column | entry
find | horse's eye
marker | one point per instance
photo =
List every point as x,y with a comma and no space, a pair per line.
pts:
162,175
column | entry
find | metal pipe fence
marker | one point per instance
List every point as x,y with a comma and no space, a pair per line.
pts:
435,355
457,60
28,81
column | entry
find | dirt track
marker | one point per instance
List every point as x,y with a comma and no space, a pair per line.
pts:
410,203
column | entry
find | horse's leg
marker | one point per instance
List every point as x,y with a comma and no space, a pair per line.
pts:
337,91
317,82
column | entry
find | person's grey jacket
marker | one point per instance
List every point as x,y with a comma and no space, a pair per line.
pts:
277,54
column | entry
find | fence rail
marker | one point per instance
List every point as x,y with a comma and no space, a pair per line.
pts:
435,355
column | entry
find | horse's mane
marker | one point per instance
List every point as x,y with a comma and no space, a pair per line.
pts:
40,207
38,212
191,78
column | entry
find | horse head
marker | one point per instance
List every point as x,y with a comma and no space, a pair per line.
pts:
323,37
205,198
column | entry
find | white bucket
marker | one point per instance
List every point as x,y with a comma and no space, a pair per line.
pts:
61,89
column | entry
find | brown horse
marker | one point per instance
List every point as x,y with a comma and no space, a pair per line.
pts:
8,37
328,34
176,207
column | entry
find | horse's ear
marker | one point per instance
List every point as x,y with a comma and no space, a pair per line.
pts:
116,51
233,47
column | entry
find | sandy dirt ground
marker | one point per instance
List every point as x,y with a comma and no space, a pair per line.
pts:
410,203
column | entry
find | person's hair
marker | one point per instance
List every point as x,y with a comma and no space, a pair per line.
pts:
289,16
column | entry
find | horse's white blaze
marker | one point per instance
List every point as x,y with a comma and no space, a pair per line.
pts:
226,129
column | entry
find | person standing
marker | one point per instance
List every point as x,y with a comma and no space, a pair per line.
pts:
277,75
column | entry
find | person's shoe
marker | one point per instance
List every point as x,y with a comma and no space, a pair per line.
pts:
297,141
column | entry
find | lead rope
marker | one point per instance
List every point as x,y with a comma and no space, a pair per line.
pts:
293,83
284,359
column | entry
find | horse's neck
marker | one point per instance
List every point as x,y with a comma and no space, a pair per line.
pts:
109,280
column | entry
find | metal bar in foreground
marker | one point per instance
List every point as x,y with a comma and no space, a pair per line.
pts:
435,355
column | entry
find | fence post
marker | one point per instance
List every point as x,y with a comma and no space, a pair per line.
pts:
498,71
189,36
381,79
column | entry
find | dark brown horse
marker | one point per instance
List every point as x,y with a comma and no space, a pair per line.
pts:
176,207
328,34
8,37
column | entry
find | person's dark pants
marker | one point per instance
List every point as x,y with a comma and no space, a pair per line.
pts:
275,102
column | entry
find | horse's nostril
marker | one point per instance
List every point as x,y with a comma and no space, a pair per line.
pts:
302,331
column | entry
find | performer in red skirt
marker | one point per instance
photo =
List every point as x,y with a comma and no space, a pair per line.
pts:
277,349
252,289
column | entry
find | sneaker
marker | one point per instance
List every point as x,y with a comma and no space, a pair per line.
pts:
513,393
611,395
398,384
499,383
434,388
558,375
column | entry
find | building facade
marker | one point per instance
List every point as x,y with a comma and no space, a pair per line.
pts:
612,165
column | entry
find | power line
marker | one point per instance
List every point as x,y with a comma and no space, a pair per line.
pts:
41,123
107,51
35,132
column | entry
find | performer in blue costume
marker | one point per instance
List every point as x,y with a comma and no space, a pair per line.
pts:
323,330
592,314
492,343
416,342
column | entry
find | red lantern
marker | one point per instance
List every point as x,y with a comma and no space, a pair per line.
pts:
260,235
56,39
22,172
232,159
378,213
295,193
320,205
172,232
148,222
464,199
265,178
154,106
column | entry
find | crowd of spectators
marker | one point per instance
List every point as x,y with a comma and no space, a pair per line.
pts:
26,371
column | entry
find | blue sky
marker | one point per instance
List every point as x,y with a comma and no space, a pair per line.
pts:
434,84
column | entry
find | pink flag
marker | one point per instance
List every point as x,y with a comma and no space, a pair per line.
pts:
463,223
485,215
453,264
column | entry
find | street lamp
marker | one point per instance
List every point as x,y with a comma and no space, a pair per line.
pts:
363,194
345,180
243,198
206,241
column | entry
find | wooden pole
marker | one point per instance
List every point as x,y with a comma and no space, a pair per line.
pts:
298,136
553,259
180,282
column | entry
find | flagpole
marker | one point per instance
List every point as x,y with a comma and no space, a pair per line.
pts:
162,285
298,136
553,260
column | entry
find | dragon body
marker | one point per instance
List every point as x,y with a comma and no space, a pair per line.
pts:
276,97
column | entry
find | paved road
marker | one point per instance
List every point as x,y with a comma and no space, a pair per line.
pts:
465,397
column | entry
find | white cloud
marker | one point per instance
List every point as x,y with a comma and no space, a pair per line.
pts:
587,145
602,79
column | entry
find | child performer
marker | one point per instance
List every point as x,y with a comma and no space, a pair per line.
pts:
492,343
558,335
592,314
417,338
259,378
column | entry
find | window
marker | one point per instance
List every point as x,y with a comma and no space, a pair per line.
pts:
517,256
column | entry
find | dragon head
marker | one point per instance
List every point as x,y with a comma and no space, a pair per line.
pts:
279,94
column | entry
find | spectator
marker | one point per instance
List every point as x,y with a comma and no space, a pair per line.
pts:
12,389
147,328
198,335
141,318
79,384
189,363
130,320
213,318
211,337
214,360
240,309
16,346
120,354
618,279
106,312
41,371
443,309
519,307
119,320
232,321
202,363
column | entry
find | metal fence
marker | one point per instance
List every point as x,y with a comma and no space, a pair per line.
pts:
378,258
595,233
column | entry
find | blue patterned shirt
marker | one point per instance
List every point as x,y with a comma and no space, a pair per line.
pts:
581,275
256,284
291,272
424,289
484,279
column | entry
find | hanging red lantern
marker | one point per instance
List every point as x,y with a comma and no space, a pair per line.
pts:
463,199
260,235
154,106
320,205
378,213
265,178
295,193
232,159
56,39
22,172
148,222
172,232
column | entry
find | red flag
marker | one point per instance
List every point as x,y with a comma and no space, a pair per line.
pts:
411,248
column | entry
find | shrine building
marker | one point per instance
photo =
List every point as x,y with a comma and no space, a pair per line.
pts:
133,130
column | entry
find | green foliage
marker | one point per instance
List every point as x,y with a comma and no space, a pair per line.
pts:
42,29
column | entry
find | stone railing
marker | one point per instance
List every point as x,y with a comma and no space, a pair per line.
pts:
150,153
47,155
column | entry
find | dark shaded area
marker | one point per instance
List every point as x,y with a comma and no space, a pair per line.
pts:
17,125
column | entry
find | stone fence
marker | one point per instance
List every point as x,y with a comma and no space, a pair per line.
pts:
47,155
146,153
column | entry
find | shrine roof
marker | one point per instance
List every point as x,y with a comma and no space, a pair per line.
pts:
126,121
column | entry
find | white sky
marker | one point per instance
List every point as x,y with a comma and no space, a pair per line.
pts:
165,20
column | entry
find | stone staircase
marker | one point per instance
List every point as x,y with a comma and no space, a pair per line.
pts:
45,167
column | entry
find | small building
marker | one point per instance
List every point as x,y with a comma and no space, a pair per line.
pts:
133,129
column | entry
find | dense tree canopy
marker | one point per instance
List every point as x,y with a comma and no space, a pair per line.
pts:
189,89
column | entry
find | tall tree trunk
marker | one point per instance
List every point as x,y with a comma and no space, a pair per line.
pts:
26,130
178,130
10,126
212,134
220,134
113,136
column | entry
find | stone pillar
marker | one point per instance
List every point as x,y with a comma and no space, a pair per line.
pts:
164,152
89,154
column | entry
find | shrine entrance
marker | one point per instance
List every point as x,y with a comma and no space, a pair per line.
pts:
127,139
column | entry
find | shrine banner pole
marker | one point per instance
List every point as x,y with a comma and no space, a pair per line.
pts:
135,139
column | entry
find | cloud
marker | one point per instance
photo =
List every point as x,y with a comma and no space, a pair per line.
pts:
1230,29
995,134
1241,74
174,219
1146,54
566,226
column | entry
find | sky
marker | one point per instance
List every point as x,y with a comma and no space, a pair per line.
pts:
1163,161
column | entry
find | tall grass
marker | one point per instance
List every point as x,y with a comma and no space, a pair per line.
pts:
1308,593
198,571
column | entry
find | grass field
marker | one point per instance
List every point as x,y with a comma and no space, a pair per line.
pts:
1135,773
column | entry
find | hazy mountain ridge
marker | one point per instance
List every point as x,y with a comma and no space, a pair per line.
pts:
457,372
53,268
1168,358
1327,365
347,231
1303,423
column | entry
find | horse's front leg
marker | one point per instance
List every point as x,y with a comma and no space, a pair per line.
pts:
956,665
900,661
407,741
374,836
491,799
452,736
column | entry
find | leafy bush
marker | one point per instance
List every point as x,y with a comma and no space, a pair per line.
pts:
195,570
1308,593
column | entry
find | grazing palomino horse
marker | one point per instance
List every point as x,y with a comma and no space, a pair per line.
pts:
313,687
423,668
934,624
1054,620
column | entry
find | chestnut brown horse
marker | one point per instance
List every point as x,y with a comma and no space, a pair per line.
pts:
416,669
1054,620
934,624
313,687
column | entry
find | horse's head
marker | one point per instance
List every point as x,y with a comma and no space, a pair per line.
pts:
=======
§ Problem description: Return every line of the listing that contains the string "stone", and treat uppercase and lowercase as different.

§ Written solution:
find | stone railing
find | stone fence
find | stone staircase
find | stone pillar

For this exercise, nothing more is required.